▶ [Task requirements]
1/ From the account of the sister's and father's deaths, reproduce the passage starting with "What the hell" and going on through "the age of 79.".
2/ In the account of the sister's and father's deaths, condense the paragraph beginning "I kept those thoughts inside" into a single shorter sentence that keeps its main facts.
3/ Extend the account of the sister's and father's deaths, picking up right after its final sentence.

▶ [Provided text]
---*---
I went to the funeral home, along with my birth family and pretended to be devastated. I cried. I hugged my family as they grieved my sister’s death. I tried to be one of them just like I had since my reunion.
I sat around a table at the funeral home with my birth mother, my brother, and Cristi’s husband, and helped with the obituary wording.
What the hell am I doing here? Why did they include me? I don’t belong—I hardly even knew her.
I kept those thoughts inside, ignored my feelings and tried, as always, to fit in. And part of me felt grateful to be included. I felt privileged to finally be in this family that I had been banished from decades earlier.
Three days later, after I had returned home from Cristi’s funeral, my then-husband met me at the door. “You better sit down. Your brother just called. Your father died.”
My adoptive father, whom I had been to Arizona to visit two weeks prior, had dropped dead from a stroke at the age of 79.
The feelings came fast and hard. I felt clear—no ambiguity this time, and it tore right through me. I dropped to the floor and sobbed.
---*---
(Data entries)
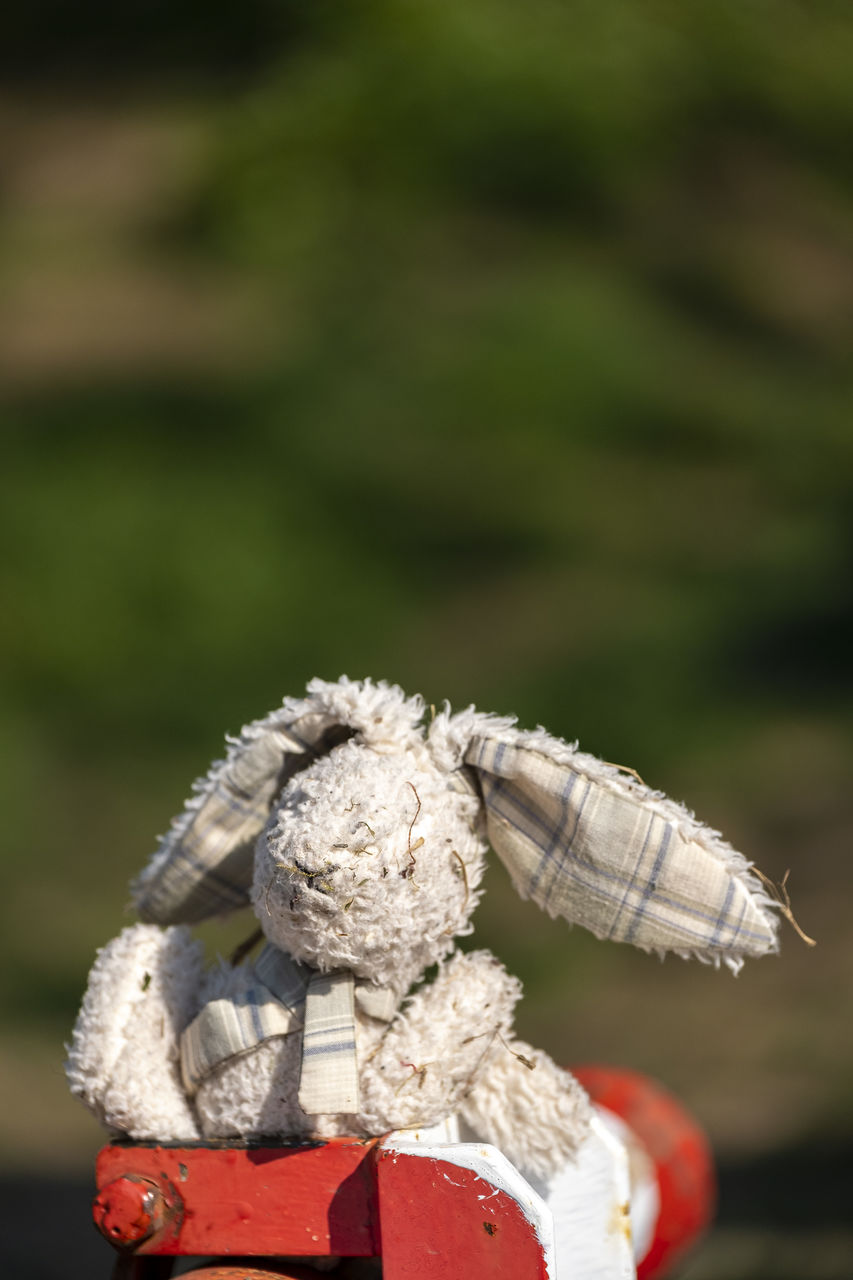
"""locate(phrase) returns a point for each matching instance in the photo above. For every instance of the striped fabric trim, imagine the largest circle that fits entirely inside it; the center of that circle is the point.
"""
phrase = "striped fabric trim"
(329, 1078)
(227, 1028)
(614, 862)
(290, 996)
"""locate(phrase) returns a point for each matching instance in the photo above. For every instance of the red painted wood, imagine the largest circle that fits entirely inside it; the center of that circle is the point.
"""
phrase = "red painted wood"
(243, 1272)
(679, 1150)
(249, 1201)
(436, 1226)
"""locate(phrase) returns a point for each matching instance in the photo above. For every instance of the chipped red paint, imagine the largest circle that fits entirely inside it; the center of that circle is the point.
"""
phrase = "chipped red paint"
(249, 1201)
(129, 1210)
(441, 1220)
(314, 1201)
(679, 1151)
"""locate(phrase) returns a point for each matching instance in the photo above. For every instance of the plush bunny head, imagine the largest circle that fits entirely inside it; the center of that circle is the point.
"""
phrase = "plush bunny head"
(370, 863)
(360, 839)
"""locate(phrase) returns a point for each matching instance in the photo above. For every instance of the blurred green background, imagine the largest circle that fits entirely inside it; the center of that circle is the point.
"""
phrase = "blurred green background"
(498, 351)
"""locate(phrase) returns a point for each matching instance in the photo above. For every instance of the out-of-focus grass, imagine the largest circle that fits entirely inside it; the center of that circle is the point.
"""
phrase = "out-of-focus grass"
(498, 352)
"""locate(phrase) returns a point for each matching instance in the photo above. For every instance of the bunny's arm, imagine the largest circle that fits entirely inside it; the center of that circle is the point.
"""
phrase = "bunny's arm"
(527, 1106)
(123, 1055)
(436, 1048)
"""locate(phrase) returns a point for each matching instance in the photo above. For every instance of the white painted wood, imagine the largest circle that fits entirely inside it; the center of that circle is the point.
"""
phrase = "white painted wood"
(646, 1196)
(589, 1200)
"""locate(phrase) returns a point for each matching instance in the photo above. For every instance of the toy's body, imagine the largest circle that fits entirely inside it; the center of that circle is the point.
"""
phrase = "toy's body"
(360, 840)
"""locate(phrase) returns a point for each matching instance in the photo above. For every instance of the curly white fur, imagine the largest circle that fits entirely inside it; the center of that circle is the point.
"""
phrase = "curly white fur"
(372, 862)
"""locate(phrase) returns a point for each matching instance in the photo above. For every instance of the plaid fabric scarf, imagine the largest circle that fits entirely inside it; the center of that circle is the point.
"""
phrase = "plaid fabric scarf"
(288, 997)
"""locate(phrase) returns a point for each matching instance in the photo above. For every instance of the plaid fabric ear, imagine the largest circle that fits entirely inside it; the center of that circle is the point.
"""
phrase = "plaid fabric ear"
(204, 864)
(603, 851)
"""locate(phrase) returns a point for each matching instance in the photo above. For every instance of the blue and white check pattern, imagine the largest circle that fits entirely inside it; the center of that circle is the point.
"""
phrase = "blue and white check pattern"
(612, 859)
(287, 997)
(204, 865)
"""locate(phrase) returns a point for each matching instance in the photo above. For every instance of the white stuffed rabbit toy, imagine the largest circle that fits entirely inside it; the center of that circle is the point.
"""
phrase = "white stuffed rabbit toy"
(359, 836)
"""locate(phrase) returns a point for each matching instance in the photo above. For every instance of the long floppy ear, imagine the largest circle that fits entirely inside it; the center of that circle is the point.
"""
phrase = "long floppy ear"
(204, 864)
(591, 844)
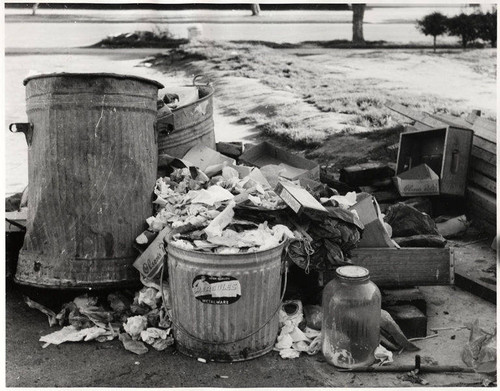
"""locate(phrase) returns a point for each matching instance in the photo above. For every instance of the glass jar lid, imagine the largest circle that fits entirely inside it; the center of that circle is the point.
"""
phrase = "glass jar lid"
(353, 272)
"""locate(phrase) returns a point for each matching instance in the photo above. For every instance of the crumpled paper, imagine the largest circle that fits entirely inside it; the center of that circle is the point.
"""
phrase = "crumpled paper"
(159, 339)
(134, 326)
(346, 201)
(51, 315)
(133, 346)
(480, 352)
(221, 221)
(211, 195)
(149, 296)
(291, 340)
(72, 334)
(383, 355)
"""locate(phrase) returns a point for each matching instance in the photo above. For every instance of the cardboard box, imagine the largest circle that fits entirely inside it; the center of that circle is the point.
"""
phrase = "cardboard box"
(418, 181)
(150, 261)
(295, 167)
(297, 198)
(374, 234)
(205, 158)
(446, 151)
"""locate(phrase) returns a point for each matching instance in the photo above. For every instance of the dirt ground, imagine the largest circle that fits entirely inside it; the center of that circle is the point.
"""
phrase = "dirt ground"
(108, 364)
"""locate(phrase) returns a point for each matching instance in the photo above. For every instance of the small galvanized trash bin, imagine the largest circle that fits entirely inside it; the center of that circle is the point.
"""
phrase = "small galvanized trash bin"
(225, 306)
(92, 162)
(188, 125)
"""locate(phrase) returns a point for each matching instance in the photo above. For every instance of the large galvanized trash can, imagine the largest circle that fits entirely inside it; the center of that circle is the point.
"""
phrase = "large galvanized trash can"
(225, 307)
(92, 162)
(188, 125)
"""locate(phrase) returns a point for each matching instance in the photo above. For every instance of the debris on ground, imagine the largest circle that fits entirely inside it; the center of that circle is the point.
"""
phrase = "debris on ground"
(292, 340)
(50, 314)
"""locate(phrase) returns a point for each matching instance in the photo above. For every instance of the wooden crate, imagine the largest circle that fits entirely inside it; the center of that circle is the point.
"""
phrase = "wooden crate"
(405, 267)
(482, 177)
(446, 150)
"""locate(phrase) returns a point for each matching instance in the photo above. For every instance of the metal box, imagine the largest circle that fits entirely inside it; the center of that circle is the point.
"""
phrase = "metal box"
(445, 150)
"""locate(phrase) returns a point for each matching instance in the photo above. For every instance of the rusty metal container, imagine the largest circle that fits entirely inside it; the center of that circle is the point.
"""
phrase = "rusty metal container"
(92, 162)
(225, 307)
(188, 125)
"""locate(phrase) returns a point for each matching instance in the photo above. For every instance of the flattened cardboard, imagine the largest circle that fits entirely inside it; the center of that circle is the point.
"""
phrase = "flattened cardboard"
(418, 181)
(374, 234)
(297, 198)
(295, 166)
(204, 157)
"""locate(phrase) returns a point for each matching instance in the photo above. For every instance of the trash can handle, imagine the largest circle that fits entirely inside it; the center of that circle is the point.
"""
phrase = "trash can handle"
(24, 127)
(284, 269)
(207, 81)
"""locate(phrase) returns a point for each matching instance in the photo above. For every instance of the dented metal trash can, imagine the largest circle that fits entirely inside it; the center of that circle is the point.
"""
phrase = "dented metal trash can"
(92, 163)
(225, 306)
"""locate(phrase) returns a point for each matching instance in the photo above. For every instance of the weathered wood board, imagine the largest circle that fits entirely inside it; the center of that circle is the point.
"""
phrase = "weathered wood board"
(407, 267)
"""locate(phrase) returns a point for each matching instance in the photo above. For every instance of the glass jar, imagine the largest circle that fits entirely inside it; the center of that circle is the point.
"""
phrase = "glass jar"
(351, 318)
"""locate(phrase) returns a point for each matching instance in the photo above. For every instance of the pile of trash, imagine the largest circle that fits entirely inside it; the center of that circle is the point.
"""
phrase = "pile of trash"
(136, 322)
(200, 210)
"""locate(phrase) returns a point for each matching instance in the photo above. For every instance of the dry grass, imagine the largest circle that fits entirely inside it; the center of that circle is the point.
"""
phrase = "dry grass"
(360, 103)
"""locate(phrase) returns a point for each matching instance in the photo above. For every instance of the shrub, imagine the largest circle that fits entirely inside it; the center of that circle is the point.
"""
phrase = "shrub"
(465, 27)
(487, 28)
(434, 24)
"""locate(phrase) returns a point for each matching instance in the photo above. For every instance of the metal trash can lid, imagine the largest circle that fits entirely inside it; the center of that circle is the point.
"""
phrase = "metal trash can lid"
(92, 75)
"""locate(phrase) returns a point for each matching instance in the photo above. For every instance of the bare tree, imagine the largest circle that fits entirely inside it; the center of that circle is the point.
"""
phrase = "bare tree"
(255, 9)
(358, 13)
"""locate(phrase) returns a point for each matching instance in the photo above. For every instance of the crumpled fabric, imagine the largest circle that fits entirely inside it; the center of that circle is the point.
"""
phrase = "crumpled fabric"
(405, 220)
(333, 235)
(292, 340)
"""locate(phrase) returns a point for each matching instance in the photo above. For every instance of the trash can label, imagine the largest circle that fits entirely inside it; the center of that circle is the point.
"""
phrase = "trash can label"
(216, 289)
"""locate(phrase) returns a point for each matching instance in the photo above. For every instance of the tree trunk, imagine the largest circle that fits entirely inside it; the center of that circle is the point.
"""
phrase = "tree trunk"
(358, 12)
(255, 9)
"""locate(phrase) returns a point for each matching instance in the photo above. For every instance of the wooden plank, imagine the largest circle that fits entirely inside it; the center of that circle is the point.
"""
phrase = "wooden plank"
(452, 120)
(484, 155)
(478, 217)
(456, 157)
(483, 167)
(406, 267)
(423, 118)
(485, 128)
(484, 225)
(483, 181)
(477, 287)
(476, 276)
(482, 143)
(481, 198)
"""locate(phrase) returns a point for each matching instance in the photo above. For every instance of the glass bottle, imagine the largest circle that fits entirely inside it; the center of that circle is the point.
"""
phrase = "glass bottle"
(351, 318)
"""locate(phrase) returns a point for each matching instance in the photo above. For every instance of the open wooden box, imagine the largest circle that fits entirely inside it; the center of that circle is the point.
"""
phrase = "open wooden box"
(445, 150)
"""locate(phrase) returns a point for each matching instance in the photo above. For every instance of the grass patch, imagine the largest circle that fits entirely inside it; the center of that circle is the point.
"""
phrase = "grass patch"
(159, 38)
(364, 125)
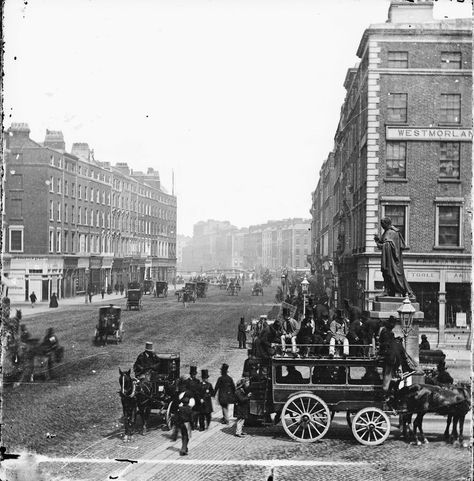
---*---
▶ [Written responses]
1/
What the hell am I doing here? Why did they include me? I don’t belong—I hardly even knew her.
I kept those thoughts inside, ignored my feelings and tried, as always, to fit in. And part of me felt grateful to be included. I felt privileged to finally be in this family that I had been banished from decades earlier.
Three days later, after I had returned home from Cristi’s funeral, my then-husband met me at the door. “You better sit down. Your brother just called. Your father died.”
My adoptive father, whom I had been to Arizona to visit two weeks prior, had dropped dead from a stroke at the age of 79.

2/ I kept those thoughts to myself, set my feelings aside and tried to fit in as usual, yet I also felt grateful and privileged to be included at last in the family that had banished me decades earlier.

3/
The truth is though; I was not close to my adoptive father, either. He was a good person, well liked, but not a very good father. He was aloof, distant, unengaged, and often, he didn’t seem to care much about me, yet the pain I felt was real and genuine.
Ironically, one of the things I remember most about his funeral was when my adoptive mother told me not to cry.
I was about to board a plane back to Michigan and I was worried about leaving her alone, without my father. My tears would not stop. She patted me on the shoulder and said, “Oh now, don’t cry.”
I thought Jesus Christ, if I’m not even allowed to cry now, when my father has died, will there ever be a time when it is okay for me to cry? But, good little adoptee that I was—I denied my feelings and I stopped crying.
That was a pivotal time in my life, and a very complicated one. Many things were changing, most of all me. I had two young daughters, my marriage was falling apart, and I was transitioning from an agency job to begin a private practice as a clinical social worker. It was a time I learned about choices.
A year later, I ended contact with my birth family. I was tired of pretending. I had already spent a lifetime doing that with my adoptive family, and that added stress had become too much to bear. The realization that I could never be privy to the memories that they shared was excruciating.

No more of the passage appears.